— Data lines —
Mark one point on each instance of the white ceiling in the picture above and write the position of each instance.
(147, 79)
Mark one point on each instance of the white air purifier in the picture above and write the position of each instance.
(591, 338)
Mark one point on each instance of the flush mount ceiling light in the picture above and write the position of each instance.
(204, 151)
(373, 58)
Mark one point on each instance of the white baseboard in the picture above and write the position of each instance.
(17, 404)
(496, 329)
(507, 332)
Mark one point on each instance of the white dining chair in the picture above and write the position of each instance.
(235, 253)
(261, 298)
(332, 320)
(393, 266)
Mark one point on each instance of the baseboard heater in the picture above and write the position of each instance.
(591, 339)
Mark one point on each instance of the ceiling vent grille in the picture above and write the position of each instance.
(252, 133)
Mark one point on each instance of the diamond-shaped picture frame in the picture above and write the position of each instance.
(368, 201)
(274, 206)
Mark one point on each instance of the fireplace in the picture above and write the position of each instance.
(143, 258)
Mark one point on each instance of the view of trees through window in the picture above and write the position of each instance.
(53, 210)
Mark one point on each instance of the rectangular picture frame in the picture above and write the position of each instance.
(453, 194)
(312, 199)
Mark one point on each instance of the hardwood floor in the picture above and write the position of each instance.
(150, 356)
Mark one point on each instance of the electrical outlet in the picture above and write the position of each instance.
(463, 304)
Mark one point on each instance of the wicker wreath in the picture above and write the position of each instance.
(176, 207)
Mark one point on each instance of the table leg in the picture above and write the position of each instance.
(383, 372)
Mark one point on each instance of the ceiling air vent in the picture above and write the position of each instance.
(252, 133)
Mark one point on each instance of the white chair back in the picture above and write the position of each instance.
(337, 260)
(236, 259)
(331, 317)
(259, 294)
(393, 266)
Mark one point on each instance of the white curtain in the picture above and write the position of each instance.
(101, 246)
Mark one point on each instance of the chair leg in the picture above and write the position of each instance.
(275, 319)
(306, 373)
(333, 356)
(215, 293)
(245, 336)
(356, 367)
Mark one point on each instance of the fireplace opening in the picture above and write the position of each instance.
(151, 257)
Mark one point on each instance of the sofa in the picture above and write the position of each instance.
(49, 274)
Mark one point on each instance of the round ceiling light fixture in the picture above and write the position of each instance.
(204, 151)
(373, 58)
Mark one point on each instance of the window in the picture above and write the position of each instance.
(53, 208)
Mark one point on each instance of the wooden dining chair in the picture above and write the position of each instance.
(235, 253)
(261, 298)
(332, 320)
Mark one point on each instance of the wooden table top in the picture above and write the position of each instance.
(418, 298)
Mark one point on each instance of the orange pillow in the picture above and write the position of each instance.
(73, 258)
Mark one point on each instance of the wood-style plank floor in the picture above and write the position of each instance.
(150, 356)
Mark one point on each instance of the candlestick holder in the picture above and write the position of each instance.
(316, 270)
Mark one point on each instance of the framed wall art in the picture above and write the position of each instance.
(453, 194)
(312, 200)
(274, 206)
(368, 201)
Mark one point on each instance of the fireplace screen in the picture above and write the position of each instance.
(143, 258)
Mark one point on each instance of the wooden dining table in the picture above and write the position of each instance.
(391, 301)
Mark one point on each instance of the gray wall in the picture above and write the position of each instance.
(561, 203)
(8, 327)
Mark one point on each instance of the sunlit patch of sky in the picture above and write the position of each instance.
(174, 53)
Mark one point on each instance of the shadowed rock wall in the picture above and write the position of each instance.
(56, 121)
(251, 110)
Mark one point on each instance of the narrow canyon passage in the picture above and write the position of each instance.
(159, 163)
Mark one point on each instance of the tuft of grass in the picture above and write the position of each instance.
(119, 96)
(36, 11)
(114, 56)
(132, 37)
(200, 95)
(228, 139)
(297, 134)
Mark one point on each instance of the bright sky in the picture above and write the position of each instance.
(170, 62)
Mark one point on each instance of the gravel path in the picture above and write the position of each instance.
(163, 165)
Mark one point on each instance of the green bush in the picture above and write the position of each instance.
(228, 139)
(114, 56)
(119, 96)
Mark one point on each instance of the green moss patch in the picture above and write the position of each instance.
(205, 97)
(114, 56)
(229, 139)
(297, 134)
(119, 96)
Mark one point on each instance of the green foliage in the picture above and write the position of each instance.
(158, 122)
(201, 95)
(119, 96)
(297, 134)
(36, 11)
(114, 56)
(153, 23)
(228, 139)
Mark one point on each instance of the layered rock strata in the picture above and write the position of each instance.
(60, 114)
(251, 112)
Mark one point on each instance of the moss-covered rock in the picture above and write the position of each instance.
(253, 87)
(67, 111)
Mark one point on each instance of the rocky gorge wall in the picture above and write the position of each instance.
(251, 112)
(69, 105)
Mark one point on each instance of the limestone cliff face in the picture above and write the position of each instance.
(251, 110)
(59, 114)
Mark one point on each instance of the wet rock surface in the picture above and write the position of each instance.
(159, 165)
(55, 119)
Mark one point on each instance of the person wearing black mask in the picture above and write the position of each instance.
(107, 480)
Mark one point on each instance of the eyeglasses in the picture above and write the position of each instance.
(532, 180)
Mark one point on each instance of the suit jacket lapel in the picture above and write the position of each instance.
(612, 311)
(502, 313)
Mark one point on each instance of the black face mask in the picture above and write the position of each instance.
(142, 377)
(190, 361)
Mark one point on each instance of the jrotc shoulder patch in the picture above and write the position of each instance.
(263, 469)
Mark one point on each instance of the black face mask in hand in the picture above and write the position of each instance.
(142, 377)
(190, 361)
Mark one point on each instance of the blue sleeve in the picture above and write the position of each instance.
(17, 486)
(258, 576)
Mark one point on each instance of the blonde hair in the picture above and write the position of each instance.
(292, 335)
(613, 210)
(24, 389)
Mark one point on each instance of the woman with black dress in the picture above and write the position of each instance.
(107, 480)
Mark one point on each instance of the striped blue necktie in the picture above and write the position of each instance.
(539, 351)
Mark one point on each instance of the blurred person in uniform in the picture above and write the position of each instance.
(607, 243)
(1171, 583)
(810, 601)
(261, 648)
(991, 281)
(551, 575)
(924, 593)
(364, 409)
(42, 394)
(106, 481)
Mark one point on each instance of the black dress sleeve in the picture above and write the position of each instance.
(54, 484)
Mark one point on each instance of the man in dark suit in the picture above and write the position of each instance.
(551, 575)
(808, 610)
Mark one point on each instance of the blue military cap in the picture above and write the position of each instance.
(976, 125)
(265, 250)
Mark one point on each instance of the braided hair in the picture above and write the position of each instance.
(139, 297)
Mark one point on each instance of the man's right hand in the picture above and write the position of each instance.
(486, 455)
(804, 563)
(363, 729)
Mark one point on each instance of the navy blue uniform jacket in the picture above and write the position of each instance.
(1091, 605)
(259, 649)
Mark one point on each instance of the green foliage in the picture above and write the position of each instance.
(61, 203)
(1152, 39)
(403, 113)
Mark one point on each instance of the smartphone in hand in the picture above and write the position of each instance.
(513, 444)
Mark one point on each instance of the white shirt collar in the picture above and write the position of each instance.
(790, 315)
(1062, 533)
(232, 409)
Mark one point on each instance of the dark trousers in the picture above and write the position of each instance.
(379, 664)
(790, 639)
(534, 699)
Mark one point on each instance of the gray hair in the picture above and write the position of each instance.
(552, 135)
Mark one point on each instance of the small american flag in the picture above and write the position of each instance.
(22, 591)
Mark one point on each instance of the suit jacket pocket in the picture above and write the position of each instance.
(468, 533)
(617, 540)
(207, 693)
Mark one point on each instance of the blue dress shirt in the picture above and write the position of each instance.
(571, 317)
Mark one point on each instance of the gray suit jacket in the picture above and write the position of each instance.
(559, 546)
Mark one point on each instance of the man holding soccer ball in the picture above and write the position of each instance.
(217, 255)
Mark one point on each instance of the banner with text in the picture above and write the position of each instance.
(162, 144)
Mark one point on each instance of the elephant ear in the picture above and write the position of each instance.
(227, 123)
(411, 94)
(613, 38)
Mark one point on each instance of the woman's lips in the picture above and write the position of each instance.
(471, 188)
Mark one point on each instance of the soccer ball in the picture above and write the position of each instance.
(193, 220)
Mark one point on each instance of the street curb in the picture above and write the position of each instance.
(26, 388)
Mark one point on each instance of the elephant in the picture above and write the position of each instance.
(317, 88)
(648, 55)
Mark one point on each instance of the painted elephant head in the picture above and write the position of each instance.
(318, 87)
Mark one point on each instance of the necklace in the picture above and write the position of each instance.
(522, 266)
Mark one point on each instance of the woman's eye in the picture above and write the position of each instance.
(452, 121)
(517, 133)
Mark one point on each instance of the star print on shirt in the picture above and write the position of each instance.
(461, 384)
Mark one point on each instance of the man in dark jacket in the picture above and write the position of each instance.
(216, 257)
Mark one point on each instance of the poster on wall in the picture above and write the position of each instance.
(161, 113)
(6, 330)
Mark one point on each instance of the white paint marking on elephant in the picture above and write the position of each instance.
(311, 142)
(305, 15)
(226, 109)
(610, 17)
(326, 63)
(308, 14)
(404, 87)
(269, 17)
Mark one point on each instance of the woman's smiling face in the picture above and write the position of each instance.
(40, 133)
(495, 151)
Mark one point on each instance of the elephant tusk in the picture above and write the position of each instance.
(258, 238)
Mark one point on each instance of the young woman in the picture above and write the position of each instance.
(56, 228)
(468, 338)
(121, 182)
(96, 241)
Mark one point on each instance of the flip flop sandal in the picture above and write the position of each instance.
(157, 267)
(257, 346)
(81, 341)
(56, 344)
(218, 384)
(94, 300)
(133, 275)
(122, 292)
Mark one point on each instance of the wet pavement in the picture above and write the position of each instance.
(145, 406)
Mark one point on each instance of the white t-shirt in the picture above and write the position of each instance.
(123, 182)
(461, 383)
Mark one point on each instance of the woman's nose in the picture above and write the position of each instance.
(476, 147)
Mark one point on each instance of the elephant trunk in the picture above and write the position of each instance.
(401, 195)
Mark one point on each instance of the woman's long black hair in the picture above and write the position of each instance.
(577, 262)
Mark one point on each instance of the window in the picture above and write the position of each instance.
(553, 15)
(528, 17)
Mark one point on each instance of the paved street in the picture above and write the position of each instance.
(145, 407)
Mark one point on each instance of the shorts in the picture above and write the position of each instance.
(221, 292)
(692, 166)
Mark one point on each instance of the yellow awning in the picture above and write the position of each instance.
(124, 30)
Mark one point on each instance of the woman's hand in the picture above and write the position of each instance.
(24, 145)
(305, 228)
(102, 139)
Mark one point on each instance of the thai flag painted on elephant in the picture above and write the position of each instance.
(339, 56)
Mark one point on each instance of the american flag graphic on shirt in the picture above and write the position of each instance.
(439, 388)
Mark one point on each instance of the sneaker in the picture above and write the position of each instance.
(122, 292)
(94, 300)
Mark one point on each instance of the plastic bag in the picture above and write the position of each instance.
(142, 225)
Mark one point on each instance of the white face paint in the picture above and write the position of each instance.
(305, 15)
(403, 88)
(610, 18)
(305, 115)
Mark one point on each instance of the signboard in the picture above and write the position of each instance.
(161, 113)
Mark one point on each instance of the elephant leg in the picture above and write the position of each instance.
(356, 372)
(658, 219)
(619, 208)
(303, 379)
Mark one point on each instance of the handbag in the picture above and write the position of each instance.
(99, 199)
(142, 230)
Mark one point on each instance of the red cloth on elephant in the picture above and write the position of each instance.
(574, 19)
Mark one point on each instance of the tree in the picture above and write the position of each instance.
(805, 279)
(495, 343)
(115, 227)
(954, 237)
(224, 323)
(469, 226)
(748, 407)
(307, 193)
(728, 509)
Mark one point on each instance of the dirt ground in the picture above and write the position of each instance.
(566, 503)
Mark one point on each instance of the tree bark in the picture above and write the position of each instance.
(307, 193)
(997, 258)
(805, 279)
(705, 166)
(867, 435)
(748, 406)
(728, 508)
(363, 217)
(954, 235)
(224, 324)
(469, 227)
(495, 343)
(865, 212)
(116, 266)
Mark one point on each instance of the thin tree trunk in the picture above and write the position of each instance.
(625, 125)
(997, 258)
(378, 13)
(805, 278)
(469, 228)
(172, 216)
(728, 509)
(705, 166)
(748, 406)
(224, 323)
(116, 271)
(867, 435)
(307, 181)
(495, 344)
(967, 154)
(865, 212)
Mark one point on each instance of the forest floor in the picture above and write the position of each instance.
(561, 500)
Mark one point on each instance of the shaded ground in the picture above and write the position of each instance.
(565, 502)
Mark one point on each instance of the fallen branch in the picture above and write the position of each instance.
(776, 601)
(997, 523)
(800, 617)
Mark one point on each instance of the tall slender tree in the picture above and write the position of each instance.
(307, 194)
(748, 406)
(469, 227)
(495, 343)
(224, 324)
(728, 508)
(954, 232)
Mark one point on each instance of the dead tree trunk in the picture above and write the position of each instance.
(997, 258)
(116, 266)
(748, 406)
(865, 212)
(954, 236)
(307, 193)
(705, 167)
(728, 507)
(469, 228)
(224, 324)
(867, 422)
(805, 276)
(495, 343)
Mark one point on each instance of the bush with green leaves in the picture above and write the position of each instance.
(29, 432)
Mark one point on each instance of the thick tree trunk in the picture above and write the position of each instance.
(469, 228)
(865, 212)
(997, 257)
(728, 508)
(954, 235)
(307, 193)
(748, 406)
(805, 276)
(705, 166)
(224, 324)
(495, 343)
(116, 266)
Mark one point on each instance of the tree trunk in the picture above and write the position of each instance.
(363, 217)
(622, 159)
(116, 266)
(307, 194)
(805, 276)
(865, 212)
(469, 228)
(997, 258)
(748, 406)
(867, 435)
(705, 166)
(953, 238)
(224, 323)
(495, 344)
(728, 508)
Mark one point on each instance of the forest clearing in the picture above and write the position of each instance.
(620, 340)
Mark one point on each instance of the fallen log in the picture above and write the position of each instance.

— What you will do —
Your task is to extract the lines running from the one with "Mark one point on each instance of the tree trunk" to the end of the material, inclusive, copying each exactly and adding nothing.

— Task solution —
Mark one point on each instance of the tree trunk in the picture above and write the position of each instance.
(363, 217)
(622, 159)
(116, 266)
(307, 194)
(805, 276)
(865, 212)
(469, 228)
(997, 258)
(748, 406)
(867, 435)
(705, 166)
(953, 238)
(224, 323)
(495, 344)
(728, 508)
Mark one point on each instance of the forest clearing in the picture above and write the position of each instance.
(620, 340)
Mark one point on each instance of the fallen log in the picture above and write the position of each instance.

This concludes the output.